Task set:
1. Please write out the passage of the Web services article that begins at the words "Feature Article |" and stops after "supply chain solutions.".
2. Write what comes next in the article on offering and purchasing Web services, picking up after its final sentence.
— BEGIN Page —
Offering and Purchasing Web Services

Feature Article | November 2, 2004 by admin

A bright future lies ahead for Web services: they are the building blocks of modern software architectures. Each Web service contains a small piece of functionality and exists as a complete software component. They can be used to request a quote from a supplier, to check the availability of an article in a warehouse management system, to find a telephone number, or to place a repeat order. A Web service can be called over an interface. In this manner, other programs can use software components on a Web server. Web services are always reusable and can be combined with other software solutions. They enable industrial manufacturers to make Web services available to customers, partners, and vendors and thus set up comprehensive supply chain solutions.

Roads to Web services

SAP provides a uniform architecture and tools to create, reuse, and modify Web services. The tools include two SAP development environments, SAP NetWeaver Developer Studio and the ABAP development environment, which are respectively geared to the Java and ABAP programming languages. SAP users can thus create Web services without a great deal of effort. Already existing RFCs, IDocs, BAPIs, XI server proxies, EJBs, and Java classes can be used to set up Web services.
Two approaches help create Web services: the Web service creation wizard, which works with a few clicks of the mouse, and a step-by-step approach. Wizards contain predefined profiles with ready-made settings to ensure the security of Web services or the transport protocol in use. The second approach configures a Web service step-by-step from the ground up. Although this approach requires more effort than a wizard, it enables developers to incorporate individual requirements.
— END Page —
— BEGIN Entries provided —
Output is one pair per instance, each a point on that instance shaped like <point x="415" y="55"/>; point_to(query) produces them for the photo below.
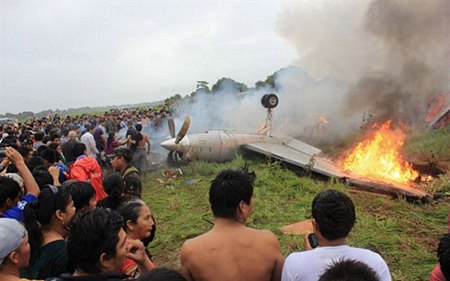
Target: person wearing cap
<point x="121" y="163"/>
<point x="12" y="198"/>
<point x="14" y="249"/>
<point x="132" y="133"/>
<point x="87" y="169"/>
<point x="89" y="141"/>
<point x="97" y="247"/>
— END Entries provided —
— BEGIN Entries provided —
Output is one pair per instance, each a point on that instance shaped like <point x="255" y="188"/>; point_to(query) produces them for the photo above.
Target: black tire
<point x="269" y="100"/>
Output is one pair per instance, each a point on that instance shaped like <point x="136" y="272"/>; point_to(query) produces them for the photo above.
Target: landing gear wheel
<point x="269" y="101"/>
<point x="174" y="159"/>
— END Entries provided —
Answers to the problems:
1.
Feature Article | November 2, 2004 by admin

A bright future lies ahead for Web services: they are the building blocks of modern software architectures. Each Web service contains a small piece of functionality and exists as a complete software component. They can be used to request a quote from a supplier, to check the availability of an article in a warehouse management system, to find a telephone number, or to place a repeat order. A Web service can be called over an interface. In this manner, other programs can use software components on a Web server. Web services are always reusable and can be combined with other software solutions. They enable industrial manufacturers to make Web services available to customers, partners, and vendors and thus set up comprehensive supply chain solutions.

2.
Marketplace and registries

Wizard

Wizard

SAP supports the standardization efforts of the World Wide Web Consortium (W3C). W3C is responsible for core technologies in the framework of Web services, particularly data exchange and the description of services with Web Service Description Language (WSDL). WSDL documents can be defined in the XML data format. WSDL consists of the names of services, messages exchanged about their use, links to specific transport protocols, and addresses at which a Web service is available. Users can create and use Web services without ever having seen a WSDL document. Nonetheless, it’s a good idea to be able to read a WSDL document, especially when you want to search for the data transmitted between client and server when you’re trying to correct an error.
In the Web service framework, you can call a Web service home page for every deployed Web service. You can use the Web service home page to test Web services, display WSDL documents of the Web service (see illustration), and generate proxies.

WSDL styles

WSDL styles

When using Web services, you must note the distinction between a service provider and a service requestor. In the simplest case, you can assume that the service provider makes services available, knows the service requestor, and lets the service requestor know where services can be found. But that contradicts the idea of Web service as a global platform of services. What makes the use of Web services attractive is the idea of building applications from globally available Web services. Central directory services exist to offer providers and requestors this comprehensive and global marketplace. The directory services were enabled by the development of the Universal Description Discovery and Integration (UDDI) standard approved by the OASIS standardization agency. UDDI is a basic component of Web services frameworks. Several firms offer public UDDI servers, including SAP (http://uddi.sap.com/), Microsoft (http://uddi.microsoft.com/), and IBM (http://uddi.ibm.com/).
UDDI creates registries comparable to Yellow Pages. UDDI registries contain descriptions of services as WSDL documents enhanced with structured specifications on the provider (with contact information) and the industries and business categories suitable for individual Web services. Web services created in SAP NetWeaver Developer Studio or the ABAP workbench can be published in all registries that meet the UDDI standard.

UDDI

UDDI

In addition to a publicly available UDDI business register, SAP also offers an option to create local UDDI servers at a company. Local servers are geared to making services available to only specific groups of authorized users.

Client proxies implement Web services

The generation of a client proxy is the precondition for the implementation of Web services. Client proxies are generated with the help of the WSDL document of a Web service. Every standard WSDL description can be used as input for proxy generation. WSD documents can be found in UDDI with the help of a URL or HTTP destination or in a local file.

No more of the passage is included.